Point-per-instance localization data
========

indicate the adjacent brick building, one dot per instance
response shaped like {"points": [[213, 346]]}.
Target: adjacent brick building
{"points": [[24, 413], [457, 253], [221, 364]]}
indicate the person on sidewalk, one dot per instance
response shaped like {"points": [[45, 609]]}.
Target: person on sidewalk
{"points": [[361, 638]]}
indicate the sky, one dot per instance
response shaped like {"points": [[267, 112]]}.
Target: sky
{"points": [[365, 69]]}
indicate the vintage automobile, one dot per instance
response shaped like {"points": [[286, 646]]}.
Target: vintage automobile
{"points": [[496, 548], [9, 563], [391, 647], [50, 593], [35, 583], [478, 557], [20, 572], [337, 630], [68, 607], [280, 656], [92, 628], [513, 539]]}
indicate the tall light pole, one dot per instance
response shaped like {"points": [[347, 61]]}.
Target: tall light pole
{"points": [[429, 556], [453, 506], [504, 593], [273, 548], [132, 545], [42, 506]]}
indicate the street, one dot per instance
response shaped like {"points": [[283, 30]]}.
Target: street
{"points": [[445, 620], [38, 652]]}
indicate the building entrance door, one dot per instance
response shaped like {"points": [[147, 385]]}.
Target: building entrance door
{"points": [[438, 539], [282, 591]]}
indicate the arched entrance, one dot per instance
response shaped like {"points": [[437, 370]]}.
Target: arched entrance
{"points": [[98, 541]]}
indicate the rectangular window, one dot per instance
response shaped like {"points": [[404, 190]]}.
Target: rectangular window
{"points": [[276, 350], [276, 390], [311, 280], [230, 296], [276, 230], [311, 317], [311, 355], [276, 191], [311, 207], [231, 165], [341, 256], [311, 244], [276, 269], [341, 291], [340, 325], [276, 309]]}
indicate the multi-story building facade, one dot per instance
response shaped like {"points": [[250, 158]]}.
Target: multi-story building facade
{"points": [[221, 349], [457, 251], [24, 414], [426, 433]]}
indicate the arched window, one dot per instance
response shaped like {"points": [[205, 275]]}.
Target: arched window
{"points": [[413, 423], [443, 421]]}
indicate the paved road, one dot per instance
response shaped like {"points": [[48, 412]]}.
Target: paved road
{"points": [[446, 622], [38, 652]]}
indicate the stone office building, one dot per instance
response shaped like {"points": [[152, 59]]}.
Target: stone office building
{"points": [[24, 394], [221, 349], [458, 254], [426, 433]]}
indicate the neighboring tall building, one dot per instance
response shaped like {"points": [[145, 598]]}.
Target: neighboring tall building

========

--- Instructions for the task ---
Every line that holds the word "neighboring" should be copied from the records.

--- Response below ---
indicate the neighboring tall building, one dot per instance
Target: neighboring tall building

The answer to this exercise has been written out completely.